--- START OF Records to use ---

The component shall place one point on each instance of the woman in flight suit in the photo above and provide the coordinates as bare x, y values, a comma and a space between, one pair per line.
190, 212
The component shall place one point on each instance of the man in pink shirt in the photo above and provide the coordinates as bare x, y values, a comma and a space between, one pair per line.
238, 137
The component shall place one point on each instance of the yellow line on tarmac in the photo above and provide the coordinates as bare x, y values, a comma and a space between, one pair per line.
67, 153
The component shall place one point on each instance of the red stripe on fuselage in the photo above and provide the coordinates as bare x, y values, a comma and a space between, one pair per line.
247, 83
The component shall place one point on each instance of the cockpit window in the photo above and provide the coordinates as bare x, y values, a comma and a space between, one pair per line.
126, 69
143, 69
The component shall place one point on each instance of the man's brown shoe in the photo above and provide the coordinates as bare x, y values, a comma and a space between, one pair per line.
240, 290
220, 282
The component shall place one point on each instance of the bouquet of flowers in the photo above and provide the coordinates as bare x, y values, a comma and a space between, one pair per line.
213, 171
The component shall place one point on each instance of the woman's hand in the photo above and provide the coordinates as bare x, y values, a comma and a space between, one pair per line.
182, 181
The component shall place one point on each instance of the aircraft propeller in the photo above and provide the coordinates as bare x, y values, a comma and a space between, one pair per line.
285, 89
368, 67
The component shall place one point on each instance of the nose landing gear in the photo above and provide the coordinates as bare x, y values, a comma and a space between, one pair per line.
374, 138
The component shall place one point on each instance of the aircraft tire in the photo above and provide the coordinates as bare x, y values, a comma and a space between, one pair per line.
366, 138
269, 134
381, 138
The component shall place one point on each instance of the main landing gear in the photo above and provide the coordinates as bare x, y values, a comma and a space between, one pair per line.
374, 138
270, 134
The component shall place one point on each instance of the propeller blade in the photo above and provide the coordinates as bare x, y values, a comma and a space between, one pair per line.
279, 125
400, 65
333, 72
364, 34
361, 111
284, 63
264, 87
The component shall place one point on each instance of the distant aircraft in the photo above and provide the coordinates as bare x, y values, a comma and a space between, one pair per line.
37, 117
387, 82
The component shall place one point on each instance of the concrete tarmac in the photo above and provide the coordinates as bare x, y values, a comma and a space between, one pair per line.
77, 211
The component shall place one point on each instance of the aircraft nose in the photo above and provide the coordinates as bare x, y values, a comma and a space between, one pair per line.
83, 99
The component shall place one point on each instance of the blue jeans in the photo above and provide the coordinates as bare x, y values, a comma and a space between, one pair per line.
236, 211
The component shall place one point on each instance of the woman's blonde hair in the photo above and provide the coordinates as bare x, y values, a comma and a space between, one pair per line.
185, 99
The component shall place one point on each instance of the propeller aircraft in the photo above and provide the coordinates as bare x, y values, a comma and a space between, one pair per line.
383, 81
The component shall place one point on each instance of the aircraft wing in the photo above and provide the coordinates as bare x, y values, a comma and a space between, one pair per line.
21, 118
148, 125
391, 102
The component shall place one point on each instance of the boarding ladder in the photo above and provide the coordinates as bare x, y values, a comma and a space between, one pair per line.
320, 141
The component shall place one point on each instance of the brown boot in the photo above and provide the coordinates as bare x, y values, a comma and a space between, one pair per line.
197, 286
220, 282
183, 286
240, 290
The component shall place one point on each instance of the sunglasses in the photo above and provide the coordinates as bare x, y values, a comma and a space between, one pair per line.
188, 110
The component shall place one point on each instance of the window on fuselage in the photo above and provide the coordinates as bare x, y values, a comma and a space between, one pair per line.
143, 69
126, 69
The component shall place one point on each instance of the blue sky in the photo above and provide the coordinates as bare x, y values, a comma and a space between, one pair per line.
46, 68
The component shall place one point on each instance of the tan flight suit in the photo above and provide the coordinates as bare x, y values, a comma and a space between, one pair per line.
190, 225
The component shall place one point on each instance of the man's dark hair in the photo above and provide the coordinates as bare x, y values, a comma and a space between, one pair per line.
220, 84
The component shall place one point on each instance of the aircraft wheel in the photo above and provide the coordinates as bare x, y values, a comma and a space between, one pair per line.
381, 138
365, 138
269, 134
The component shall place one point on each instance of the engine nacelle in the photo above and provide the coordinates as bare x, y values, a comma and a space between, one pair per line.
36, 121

--- END OF Records to use ---

Challenge:
Change every "component" in the material to "module" and give all of its lines again with nothing else altered.

Output for this task:
The module shall place one point on each instance of the woman in flight suit in the photo above and provide the coordinates as bare x, y values, a comma and a space between, one pair per line.
190, 212
The module shall place one point on each instance of the man in pink shirt in the photo above and provide the coordinates as bare x, y values, a comma and a space between, one pair per line.
238, 137
The module shall place one point on each instance of the yellow line on tarmac in the photo above and provide the coordinates as bare x, y values, a comma and a space between, one pair per line.
67, 153
The module shall place one point on each instance of the red stripe on fuselage in the photo above and provide the coordinates as bare x, y values, a comma and a space between, one pair per line.
247, 83
The module shall place one point on each instance of the cockpit window in the photo above and provide the coordinates as bare x, y values, a comma and a space between, one pair per line.
126, 69
143, 69
The module shall place one point on each instance of the man's brown shoe in the photo above and provide the coordinates as bare x, y values, a comma and a space between, one pair per line.
240, 290
220, 282
The module shall place one point on each instance of the bouquet of flowers in the photo above and provide the coordinates as bare x, y values, a comma and a space between, one pair per line.
213, 171
The module shall place one point on each instance of the woman's hand in the photo above and provide the coordinates as bare x, y values, a comma and a space between, one pair per line.
182, 181
The module shall place one point on each instance of the aircraft propeller in the photo above and provide the coordinates as bare x, y values, a comma and a space between, one pair per line.
285, 89
368, 67
The module shall place one point on each instance of the nose landing gear in the photo above and provide the coordinates as bare x, y values, a comma and a space between, one pair per line.
374, 138
The module shall place one point on each instance of the aircraft tire in the photo above and provide the coordinates as bare x, y values, a comma and a space between, one pair per line.
366, 138
269, 134
381, 138
The module shall place one point on each instance of the main landing gear in the photo above and provide the coordinates as bare x, y values, a comma and a space between, one pair per line.
374, 138
270, 134
The module shall place one point on each instance of the propeller blade in the photo above and provide the coordinates as bare x, y values, a comma and a space between, one pair per line.
279, 125
400, 65
333, 72
364, 34
361, 111
284, 63
264, 87
The module shall place one point on each instance of the distant aircraft in the photo above and provide the coordinates as bare x, y values, a comma and a space between, one pair per line.
37, 117
387, 82
The module shall place one point on each instance of the concrete tarmac in the photo above and provide the coordinates as bare x, y values, a comma and a space between, one pair per line.
77, 211
The module shall place one point on each instance of the aircraft nose in the photo above and provide the coordinates as bare x, y values, a comma and a space between, one pair per line.
83, 99
The module shall place one point on each instance of the blue jeans in the photo above and provide the coordinates as bare x, y values, a comma and a space between, one pair per line.
236, 211
The module shall place one point on each instance of the woman's blonde hair in the photo above and provide the coordinates as bare x, y values, a comma and a space between, one pair per line.
185, 99
The module shall place one point on each instance of the propeller aircraft in the photo above and provide the coordinates as bare x, y values, a comma and a space between, one pair per line.
383, 81
The module shall place one point on each instance of the aircraft wing in the photo above and provide the coordinates as bare x, y values, a comma and a space between, one pair per line.
21, 118
148, 125
391, 102
The module shall place one point on each instance of the boarding ladder in the photo above and provide the coordinates as bare x, y values, a comma and a space between, one pair per line.
320, 141
The module shall place one point on each instance of the brown boot in the photo above and provide the coordinates as bare x, y values, a comma and a space between, one pair per line.
197, 286
220, 282
183, 286
240, 290
The module shall place one point on each instance of the sunglasses in the photo above and provide the coordinates as bare x, y values, a comma and a space between, one pair per line.
188, 110
The module shall place one point on each instance of the window on fuselage in the photo above and provide the coordinates as bare x, y values, a comma and a space between, one pair per line.
143, 69
126, 69
The module shall place one point on each instance of the blue sky in the photo above and provide the coordinates as bare x, y values, a comma and a space between, one pair per line.
46, 68
The module shall place one point on each instance of the tan flight suit in the photo above and provide the coordinates as bare x, y values, a comma and a space between, one pair per line.
190, 225
The module shall place one point on each instance of the man's dark hair in the photo above and provide the coordinates as bare x, y values, a comma and a space between, one pair per line.
220, 84
The module shall place one point on each instance of the aircraft wheel in the photo above and provide the coordinates as bare x, y values, a comma and a space between, one pair per line.
381, 138
365, 138
269, 134
The module shall place one point on each instance of the engine nacelle in the photo above and provide the coordinates as bare x, y values, a comma and a space between, one pair per line.
36, 121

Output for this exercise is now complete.